━━ Texte de la page ━━

Dans le contexte de la Nuit du Droit, un (faux) procès de l’intelligence artificielle a eu lieu, à la Cour d’appel de Paris. L’extrait présenté ici montre Benjamin Bayart, qui est appelé comme témoin dans un cas de véhicule autonome.
Transcription
Président de la Cour : La parole est au représentant du ministère public.
Florence Lardet, représentant du ministère public : Monsieur le président, j’aurais souhaité, si votre Cour en était d’accord, qu’on commence par entendre le témoin qui est monsieur Bayart ici présent, car il me semble important que quelques termes soient précisés pour une parfaite compréhension des notions, à la fois de votre Cour et des personnes qui se trouvent dans la salle.
Président de la Cour : Je n’y vois que des avantages. Le témoin est invité à se rapprocher de la barre.
Florence Lardet, représentant du ministère public : Je vais vous préciser les deux questions que je souhaitais poser.
Président de la Cour : Oui.
Florence Lardet, représentant du ministère public : Les deux questions qui semblent importantes. La première : finalement on parle d’intelligence artificielle, mais quelle est cette notion ? Qu’est-ce qu’elle veut dire précisément ? Après tout nous sommes des juristes — le poids des mots, les mots ont leur importance —, il faudrait peut-être s’entendre sur ce qu’on met derrière cette notion et c’est pour ça qu’il me semble important de poser cette première question : qu’est-ce que l’intelligence artificielle ?
La deuxième question ce serait celle des enjeux inhérents à la notion d’intelligence artificielle, surtout à la notion de personnalité juridique de l’intelligence artificielle, avec derrière cette question deux questions : qui est protégé et qui pâtit de la mise en place de cette personnalité juridique ?
Président de la Cour : Merci. Monsieur, pouvez-vous nous indiquer votre nom, votre prénom, votre âge, votre profession ?
Benjamin Bayart à la barre
Benjamin Bayart : Benjamin Bayart, 45 ans, ingénieur en informatique et actif autour des droits et des libertés du numérique depuis plus de 20 ans.
Président de la Cour : Vous n’êtes pas parent ni allié des parties, ni à leur service ?
Benjamin Bayart : Non, je ne suis pas parent d’une IA.
Président de la Cour : Vous jurez de dire toute la vérité rien que la vérité et de ne pas propager de fausses nouvelles. Vous levez la main droite et vous dites je le jure.
Benjamin Bayart : Je le jure.
Les deux questions
Président de la Cour : Merci beaucoup. Nous vous écoutons donc sur deux questions : la notion d’intelligence artificielle et quels enjeux à la personnalité juridique des intelligences artificielles ?
La notion d’intelligence artificielle
Benjamin Bayart : Pour comprendre ce que c’est qu’une intelligence artificielle, c’est très compliqué parce que c’est un mot faux. En informatique, ça correspond à un domaine de spécialisation très particulier qui est presque une branche hybride entre les mathématiques et l’informatique, qui est une façon très particulière de programmer. Il n’y a pas d’intelligence du tout là-dedans, mais alors pas du tout, du tout ! Ce sont plutôt des statistiques et un pourcentage n’a jamais été intelligent.

━━━
━━ Lignes ━━

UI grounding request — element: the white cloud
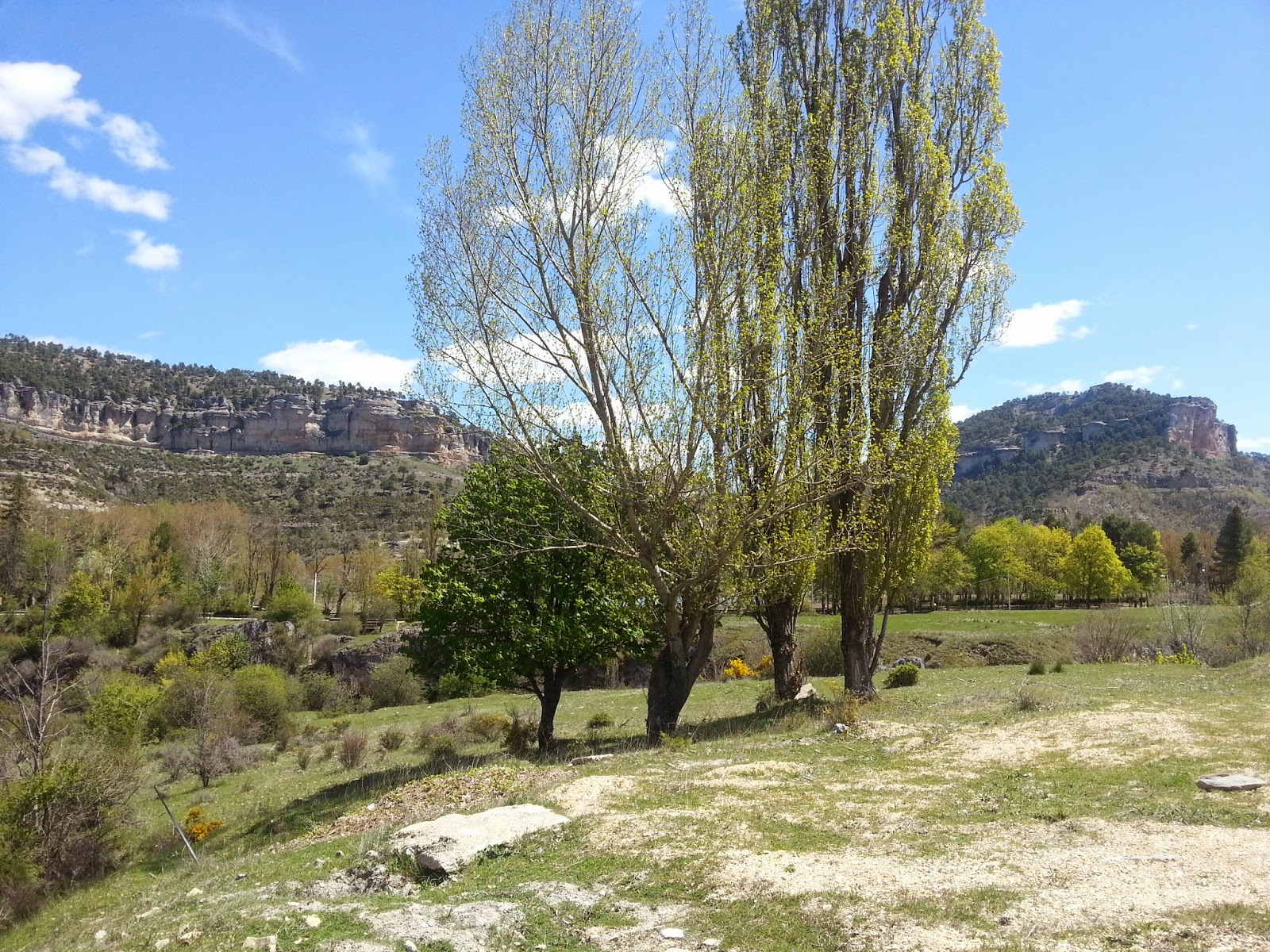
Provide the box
[259,340,418,390]
[211,2,305,72]
[125,230,180,271]
[1001,300,1088,347]
[341,122,394,188]
[0,62,102,142]
[102,113,171,171]
[8,144,171,221]
[1014,377,1084,396]
[1103,367,1164,387]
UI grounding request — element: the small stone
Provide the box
[569,754,614,766]
[1195,773,1266,792]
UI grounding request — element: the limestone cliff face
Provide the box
[1164,397,1236,455]
[0,383,489,463]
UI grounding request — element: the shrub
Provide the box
[84,673,163,747]
[881,664,918,688]
[264,579,318,622]
[428,671,494,701]
[370,655,423,707]
[182,806,225,843]
[503,707,538,757]
[339,727,368,770]
[464,711,510,741]
[233,664,290,740]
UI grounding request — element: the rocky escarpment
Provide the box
[955,385,1236,476]
[0,383,489,463]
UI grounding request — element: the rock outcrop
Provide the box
[0,383,489,463]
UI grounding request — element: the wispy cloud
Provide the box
[1103,367,1164,387]
[211,2,305,72]
[125,228,180,271]
[6,144,171,221]
[341,121,396,188]
[1001,300,1090,347]
[1014,377,1084,396]
[259,340,418,390]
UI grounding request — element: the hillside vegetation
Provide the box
[0,334,389,409]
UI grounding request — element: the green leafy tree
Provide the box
[53,573,106,631]
[1060,525,1133,605]
[404,443,652,750]
[1213,505,1253,590]
[737,0,1020,696]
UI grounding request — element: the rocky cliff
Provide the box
[0,383,489,463]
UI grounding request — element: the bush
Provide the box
[264,579,318,622]
[881,664,918,688]
[464,711,510,741]
[428,671,494,702]
[84,673,163,747]
[503,708,538,757]
[233,664,290,740]
[339,727,368,770]
[370,655,423,707]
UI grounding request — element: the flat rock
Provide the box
[392,804,569,876]
[1195,773,1266,791]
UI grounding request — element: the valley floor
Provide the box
[0,662,1270,952]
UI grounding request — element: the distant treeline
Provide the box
[0,334,391,409]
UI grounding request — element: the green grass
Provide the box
[10,662,1270,952]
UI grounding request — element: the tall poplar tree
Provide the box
[739,0,1020,694]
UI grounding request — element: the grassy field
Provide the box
[0,650,1270,952]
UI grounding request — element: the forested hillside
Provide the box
[0,334,389,409]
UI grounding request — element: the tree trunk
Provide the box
[644,611,715,747]
[758,598,802,701]
[538,674,564,754]
[838,552,881,698]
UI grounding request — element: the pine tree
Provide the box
[1213,505,1253,590]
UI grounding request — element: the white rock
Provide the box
[569,754,614,766]
[392,804,569,876]
[1195,773,1266,791]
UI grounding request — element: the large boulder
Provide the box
[391,804,569,876]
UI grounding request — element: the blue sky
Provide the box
[0,0,1270,449]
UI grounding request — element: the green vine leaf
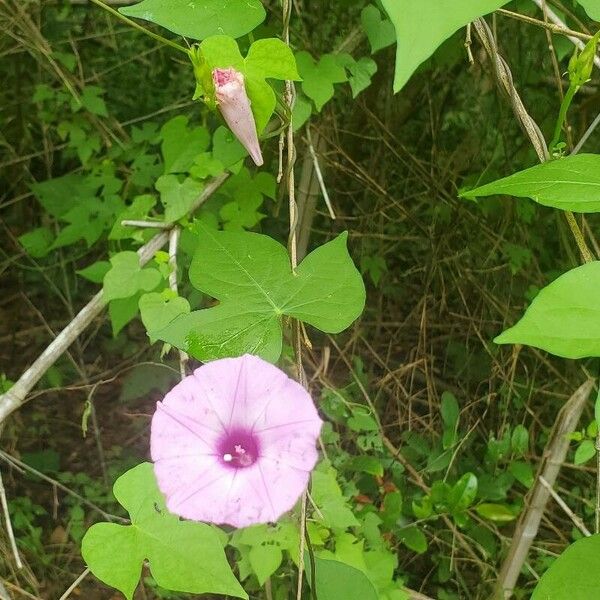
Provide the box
[81,463,248,600]
[155,175,204,223]
[156,224,365,362]
[360,4,396,54]
[200,35,300,134]
[531,535,600,600]
[119,0,266,40]
[296,51,348,112]
[494,261,600,358]
[461,154,600,213]
[381,0,508,92]
[577,0,600,21]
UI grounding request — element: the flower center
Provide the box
[219,430,259,469]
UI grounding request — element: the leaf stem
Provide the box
[90,0,188,55]
[550,84,579,154]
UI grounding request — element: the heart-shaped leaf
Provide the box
[461,154,600,213]
[81,463,248,600]
[119,0,266,40]
[381,0,508,92]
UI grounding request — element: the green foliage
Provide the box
[192,35,300,134]
[382,0,507,92]
[577,0,600,21]
[531,535,600,600]
[306,557,379,600]
[494,261,600,358]
[119,0,266,40]
[360,4,396,54]
[154,224,365,361]
[461,154,600,213]
[104,251,162,302]
[81,463,248,600]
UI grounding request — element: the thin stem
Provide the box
[550,84,579,154]
[90,0,189,56]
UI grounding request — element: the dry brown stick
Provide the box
[497,379,594,598]
[0,173,228,425]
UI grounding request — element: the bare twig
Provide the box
[533,0,600,67]
[0,173,228,423]
[169,226,189,379]
[498,379,594,598]
[538,475,592,537]
[121,219,173,229]
[0,470,23,569]
[306,127,336,220]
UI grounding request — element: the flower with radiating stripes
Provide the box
[151,354,322,527]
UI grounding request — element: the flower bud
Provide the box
[212,67,263,167]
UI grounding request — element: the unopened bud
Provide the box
[212,67,263,167]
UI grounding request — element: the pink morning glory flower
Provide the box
[212,67,263,167]
[150,354,322,527]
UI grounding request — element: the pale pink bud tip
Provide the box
[150,354,323,527]
[213,67,263,167]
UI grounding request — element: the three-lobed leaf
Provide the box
[119,0,266,40]
[494,261,600,358]
[81,463,248,600]
[154,224,365,361]
[461,154,600,213]
[382,0,508,92]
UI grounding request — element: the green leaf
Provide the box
[381,0,508,92]
[311,461,359,529]
[119,0,266,40]
[398,526,427,554]
[510,425,529,456]
[108,292,141,337]
[360,4,396,54]
[76,260,110,283]
[156,223,365,361]
[475,502,517,523]
[494,261,600,358]
[461,154,600,213]
[81,463,248,600]
[440,391,460,450]
[345,455,383,477]
[575,440,596,465]
[448,473,477,512]
[305,557,378,600]
[155,175,204,223]
[577,0,600,21]
[531,534,600,600]
[200,35,299,134]
[139,289,191,343]
[104,251,162,301]
[296,51,348,112]
[160,115,210,174]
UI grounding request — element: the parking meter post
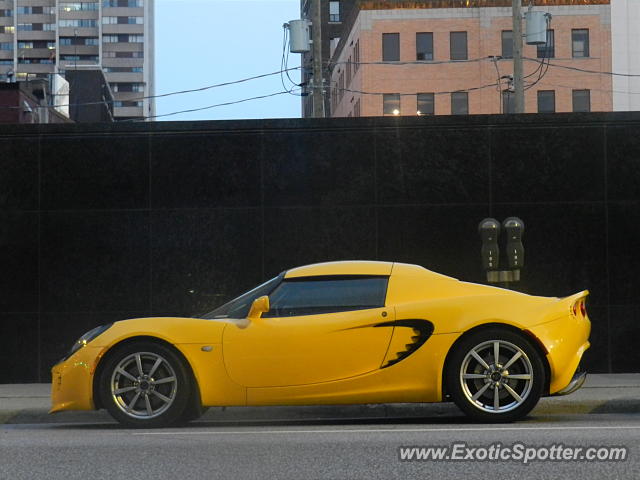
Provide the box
[502,217,524,281]
[478,218,500,283]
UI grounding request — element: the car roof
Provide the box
[284,260,457,281]
[284,260,393,278]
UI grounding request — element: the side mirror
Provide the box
[247,295,271,320]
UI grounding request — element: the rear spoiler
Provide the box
[559,290,589,315]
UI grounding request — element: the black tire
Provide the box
[445,327,545,423]
[99,341,193,428]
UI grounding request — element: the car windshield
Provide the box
[202,275,282,319]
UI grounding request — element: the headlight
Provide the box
[64,323,113,360]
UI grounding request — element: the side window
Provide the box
[201,274,282,319]
[263,276,389,317]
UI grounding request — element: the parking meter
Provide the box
[502,217,524,270]
[478,218,500,272]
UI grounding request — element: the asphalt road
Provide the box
[0,406,640,480]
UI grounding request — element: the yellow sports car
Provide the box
[51,261,591,427]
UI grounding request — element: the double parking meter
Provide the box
[478,217,524,283]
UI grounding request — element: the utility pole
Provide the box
[512,0,524,113]
[311,0,324,118]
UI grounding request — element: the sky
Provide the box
[155,0,300,121]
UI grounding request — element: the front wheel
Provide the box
[99,342,192,428]
[446,328,545,423]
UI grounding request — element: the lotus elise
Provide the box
[51,261,591,428]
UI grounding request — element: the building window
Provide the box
[571,29,589,58]
[416,32,433,60]
[502,90,516,113]
[102,0,144,8]
[537,30,556,58]
[60,2,98,12]
[449,32,467,60]
[502,30,513,58]
[58,18,98,28]
[329,1,340,22]
[382,33,400,62]
[538,90,556,113]
[572,90,591,112]
[102,17,144,25]
[353,39,360,71]
[382,93,400,115]
[416,93,435,115]
[451,92,469,115]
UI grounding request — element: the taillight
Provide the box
[571,299,587,317]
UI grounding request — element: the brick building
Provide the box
[326,0,640,117]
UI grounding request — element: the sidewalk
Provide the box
[0,373,640,424]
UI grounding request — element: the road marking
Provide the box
[133,425,640,435]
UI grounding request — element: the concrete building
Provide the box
[0,78,72,123]
[0,0,155,120]
[66,66,115,123]
[300,0,356,117]
[326,0,640,117]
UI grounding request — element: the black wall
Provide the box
[0,113,640,383]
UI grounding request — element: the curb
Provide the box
[5,398,640,425]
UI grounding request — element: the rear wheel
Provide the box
[100,342,193,428]
[446,328,545,422]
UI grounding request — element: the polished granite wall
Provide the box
[0,113,640,383]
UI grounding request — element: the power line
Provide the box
[338,82,500,97]
[524,57,640,77]
[119,90,290,122]
[324,55,490,66]
[0,67,301,109]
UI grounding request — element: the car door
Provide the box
[223,275,393,387]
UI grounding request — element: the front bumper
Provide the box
[49,346,102,413]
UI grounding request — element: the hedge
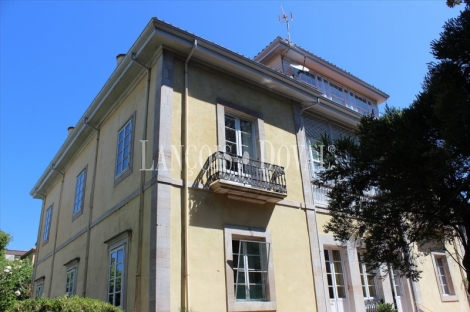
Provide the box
[8,296,123,312]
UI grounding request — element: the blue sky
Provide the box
[0,0,459,250]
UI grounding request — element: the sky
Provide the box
[0,0,460,250]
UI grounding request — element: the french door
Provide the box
[324,249,349,312]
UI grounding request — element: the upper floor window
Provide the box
[357,253,377,299]
[34,280,44,299]
[432,253,458,301]
[65,266,77,297]
[73,168,86,217]
[42,205,52,244]
[225,115,256,159]
[116,119,132,177]
[224,227,276,311]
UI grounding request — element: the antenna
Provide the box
[278,5,294,45]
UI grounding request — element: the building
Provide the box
[31,19,468,312]
[5,249,27,260]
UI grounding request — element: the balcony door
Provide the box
[324,249,349,312]
[225,115,256,175]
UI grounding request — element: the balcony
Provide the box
[204,152,287,204]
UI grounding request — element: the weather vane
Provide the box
[278,5,294,45]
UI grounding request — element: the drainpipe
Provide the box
[31,188,46,288]
[82,117,100,297]
[131,53,152,311]
[183,40,197,310]
[47,164,65,298]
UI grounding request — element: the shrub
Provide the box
[377,303,398,312]
[7,296,123,312]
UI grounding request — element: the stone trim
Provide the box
[292,104,313,204]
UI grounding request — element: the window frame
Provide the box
[72,165,88,222]
[42,204,54,246]
[224,225,277,312]
[34,277,44,299]
[65,262,78,298]
[431,251,459,301]
[216,99,266,162]
[105,235,129,310]
[357,252,380,300]
[113,112,136,186]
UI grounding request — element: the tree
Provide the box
[316,7,470,292]
[0,230,33,311]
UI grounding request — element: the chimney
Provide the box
[116,53,126,66]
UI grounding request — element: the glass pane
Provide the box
[236,285,246,299]
[246,242,260,255]
[248,272,263,284]
[337,286,346,298]
[225,115,235,129]
[326,274,333,286]
[331,250,341,261]
[335,274,344,285]
[232,240,240,254]
[240,119,252,134]
[333,262,343,273]
[114,293,121,307]
[225,128,237,143]
[328,287,335,299]
[248,256,261,270]
[250,285,264,300]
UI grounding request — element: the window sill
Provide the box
[441,294,459,302]
[228,301,277,312]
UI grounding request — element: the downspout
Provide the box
[131,53,152,311]
[31,189,46,288]
[47,164,65,298]
[82,117,100,297]
[183,40,197,310]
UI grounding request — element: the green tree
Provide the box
[0,231,33,311]
[316,8,470,292]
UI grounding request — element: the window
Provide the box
[357,253,377,299]
[225,115,256,159]
[108,244,126,307]
[115,113,135,183]
[232,239,269,301]
[73,168,86,219]
[432,253,458,301]
[65,266,77,297]
[42,205,52,245]
[324,249,346,299]
[34,280,44,299]
[224,226,276,311]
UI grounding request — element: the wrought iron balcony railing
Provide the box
[204,152,287,194]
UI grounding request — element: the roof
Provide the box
[30,18,390,199]
[5,249,27,256]
[253,36,389,98]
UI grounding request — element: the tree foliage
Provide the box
[0,231,33,311]
[316,8,470,290]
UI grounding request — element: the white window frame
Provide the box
[106,237,128,310]
[34,279,44,299]
[224,226,277,312]
[65,263,78,298]
[72,166,88,222]
[114,112,136,186]
[42,204,54,246]
[357,252,379,300]
[431,252,459,301]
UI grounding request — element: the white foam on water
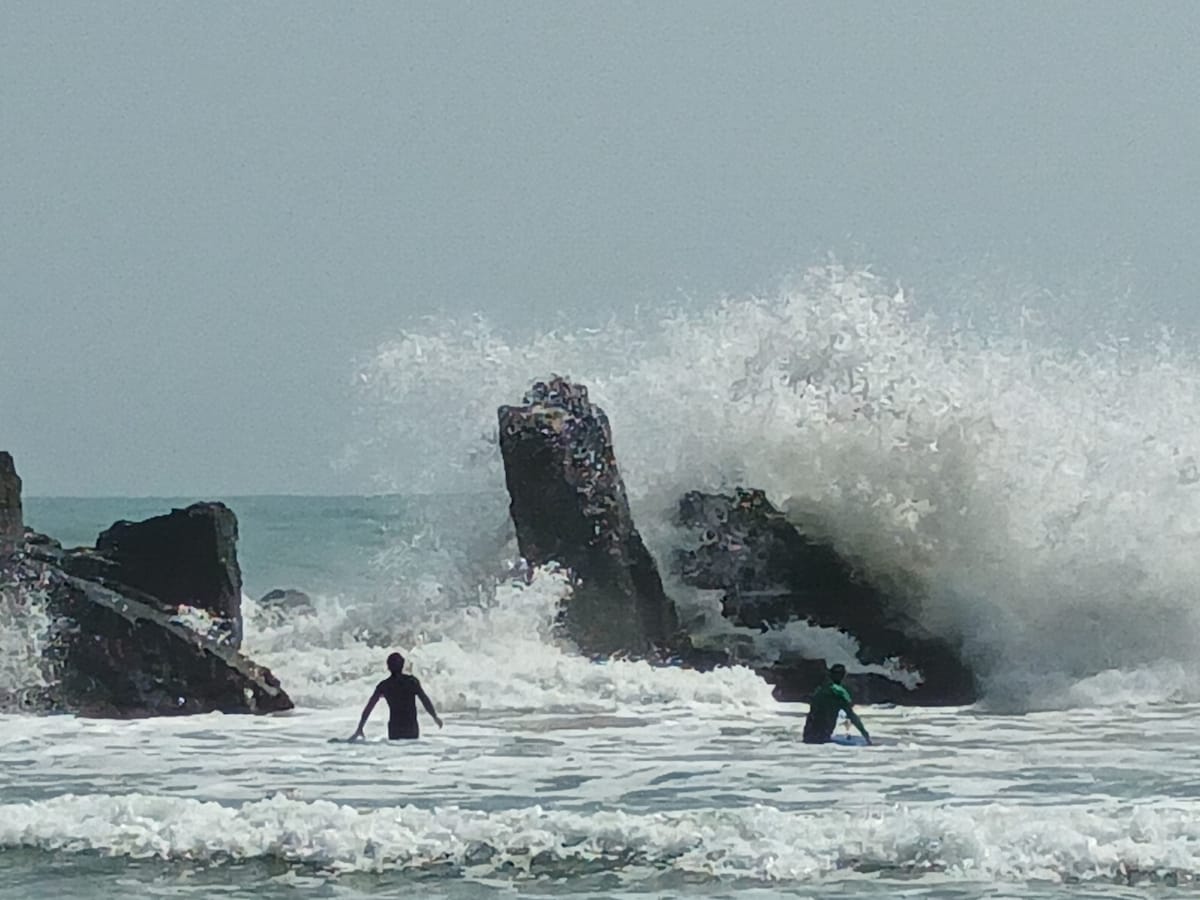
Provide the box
[0,587,52,704]
[355,266,1200,708]
[0,793,1200,882]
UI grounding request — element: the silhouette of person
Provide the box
[350,653,442,740]
[804,662,871,744]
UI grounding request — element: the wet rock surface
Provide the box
[0,450,25,557]
[0,451,292,716]
[672,490,977,704]
[498,378,678,656]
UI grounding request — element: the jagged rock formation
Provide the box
[0,453,292,716]
[498,377,678,656]
[674,490,976,704]
[0,450,25,557]
[55,503,241,648]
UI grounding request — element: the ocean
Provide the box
[0,271,1200,899]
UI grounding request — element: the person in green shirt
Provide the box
[804,662,871,744]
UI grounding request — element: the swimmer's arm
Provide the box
[842,703,871,744]
[350,688,383,740]
[416,683,442,728]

━━━

Votre tâche: Reproduisez exactement le passage de la transcription allant de « Président de la Cour : Vous jurez » jusqu'à « Bayart : Je le jure. ». Le matériel constitue un ensemble distinct de la transcription.

Corrigé:
Président de la Cour : Vous jurez de dire toute la vérité rien que la vérité et de ne pas propager de fausses nouvelles. Vous levez la main droite et vous dites je le jure.
Benjamin Bayart : Je le jure.